::: Records to use
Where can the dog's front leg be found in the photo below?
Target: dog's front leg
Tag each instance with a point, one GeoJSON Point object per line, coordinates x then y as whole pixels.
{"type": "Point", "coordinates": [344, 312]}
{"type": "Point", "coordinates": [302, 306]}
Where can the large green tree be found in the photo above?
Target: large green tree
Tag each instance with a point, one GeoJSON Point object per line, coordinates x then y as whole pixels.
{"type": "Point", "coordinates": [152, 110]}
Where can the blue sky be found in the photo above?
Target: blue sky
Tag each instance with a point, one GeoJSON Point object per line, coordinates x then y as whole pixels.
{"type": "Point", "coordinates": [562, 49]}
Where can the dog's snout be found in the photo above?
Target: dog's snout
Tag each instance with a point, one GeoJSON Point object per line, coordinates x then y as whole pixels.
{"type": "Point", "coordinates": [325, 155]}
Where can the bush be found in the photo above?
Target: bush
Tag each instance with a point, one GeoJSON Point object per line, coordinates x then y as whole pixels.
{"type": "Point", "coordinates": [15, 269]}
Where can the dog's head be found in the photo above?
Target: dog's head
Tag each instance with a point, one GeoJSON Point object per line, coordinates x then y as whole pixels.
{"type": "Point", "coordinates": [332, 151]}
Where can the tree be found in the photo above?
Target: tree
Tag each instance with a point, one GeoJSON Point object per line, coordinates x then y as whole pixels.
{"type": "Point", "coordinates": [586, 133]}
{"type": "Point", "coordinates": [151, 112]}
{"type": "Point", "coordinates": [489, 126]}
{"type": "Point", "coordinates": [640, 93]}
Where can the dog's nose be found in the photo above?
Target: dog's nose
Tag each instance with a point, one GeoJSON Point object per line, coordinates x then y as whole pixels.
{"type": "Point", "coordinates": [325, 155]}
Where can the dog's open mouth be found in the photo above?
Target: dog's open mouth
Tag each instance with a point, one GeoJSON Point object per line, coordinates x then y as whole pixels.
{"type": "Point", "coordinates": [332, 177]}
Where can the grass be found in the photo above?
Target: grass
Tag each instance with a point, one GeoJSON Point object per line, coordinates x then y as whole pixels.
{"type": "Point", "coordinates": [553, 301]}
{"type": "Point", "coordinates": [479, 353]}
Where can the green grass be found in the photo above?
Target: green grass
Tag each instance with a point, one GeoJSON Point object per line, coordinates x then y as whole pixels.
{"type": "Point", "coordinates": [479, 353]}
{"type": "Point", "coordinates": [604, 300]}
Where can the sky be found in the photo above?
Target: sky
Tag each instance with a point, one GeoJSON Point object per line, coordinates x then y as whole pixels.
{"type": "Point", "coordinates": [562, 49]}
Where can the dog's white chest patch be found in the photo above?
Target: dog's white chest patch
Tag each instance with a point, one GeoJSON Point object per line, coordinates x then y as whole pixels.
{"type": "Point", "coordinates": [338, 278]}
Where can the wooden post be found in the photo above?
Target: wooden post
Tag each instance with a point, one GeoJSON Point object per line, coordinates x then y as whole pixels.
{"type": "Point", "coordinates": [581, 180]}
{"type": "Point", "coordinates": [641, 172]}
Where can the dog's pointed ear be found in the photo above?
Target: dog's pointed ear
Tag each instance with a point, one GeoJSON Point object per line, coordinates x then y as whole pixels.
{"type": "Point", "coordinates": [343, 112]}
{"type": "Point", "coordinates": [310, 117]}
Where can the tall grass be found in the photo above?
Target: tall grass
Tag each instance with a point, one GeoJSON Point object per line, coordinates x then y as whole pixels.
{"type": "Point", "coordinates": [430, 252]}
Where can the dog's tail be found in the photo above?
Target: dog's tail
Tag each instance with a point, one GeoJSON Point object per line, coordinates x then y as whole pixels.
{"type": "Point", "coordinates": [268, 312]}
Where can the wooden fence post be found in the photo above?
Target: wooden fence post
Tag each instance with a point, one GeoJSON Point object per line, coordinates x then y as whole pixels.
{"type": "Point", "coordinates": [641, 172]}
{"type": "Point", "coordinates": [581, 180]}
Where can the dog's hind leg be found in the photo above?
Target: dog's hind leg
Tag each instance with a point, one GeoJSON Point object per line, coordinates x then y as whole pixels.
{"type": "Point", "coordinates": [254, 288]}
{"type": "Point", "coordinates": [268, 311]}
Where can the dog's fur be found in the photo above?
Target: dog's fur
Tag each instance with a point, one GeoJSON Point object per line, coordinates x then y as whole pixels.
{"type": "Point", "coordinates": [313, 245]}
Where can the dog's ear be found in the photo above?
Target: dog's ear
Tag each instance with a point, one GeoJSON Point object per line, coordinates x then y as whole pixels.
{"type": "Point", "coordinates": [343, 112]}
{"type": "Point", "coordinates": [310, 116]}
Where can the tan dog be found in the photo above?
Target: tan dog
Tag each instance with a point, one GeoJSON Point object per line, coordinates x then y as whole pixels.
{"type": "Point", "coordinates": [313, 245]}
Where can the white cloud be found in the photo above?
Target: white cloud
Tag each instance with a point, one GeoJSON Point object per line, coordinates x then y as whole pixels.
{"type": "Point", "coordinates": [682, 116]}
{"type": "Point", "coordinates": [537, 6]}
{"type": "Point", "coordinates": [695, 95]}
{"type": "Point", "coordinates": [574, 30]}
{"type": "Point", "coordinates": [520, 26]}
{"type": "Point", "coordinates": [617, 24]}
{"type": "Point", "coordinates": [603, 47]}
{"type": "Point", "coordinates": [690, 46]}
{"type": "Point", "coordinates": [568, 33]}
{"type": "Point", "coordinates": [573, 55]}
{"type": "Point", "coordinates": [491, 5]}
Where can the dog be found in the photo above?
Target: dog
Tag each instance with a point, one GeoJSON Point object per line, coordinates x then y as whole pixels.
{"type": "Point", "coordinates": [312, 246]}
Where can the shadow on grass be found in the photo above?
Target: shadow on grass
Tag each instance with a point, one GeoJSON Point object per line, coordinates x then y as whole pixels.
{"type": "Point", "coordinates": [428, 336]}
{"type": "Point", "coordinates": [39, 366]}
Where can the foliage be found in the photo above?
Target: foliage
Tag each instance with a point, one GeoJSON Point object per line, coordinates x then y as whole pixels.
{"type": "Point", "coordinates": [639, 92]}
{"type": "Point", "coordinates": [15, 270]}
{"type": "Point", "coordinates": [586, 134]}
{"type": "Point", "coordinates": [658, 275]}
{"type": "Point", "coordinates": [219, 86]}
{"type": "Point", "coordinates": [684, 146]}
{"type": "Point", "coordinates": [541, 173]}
::::::
Work task.
The first line of the entries above marks where to begin; repeat each line exactly through the one that contains "Where can the blue", and include that line.

Expected output.
Where can the dog's front leg be found in the photo below?
Target: dog's front leg
Tag each instance with a point, one GeoJSON Point object per line, coordinates x then y as whole pixels.
{"type": "Point", "coordinates": [344, 312]}
{"type": "Point", "coordinates": [302, 306]}
Where can the large green tree be found in the photo above?
Target: large green tree
Tag each instance with a point, one GeoJSON Point object per line, coordinates x then y as whole pixels.
{"type": "Point", "coordinates": [152, 110]}
Where can the blue sky be found in the photo above?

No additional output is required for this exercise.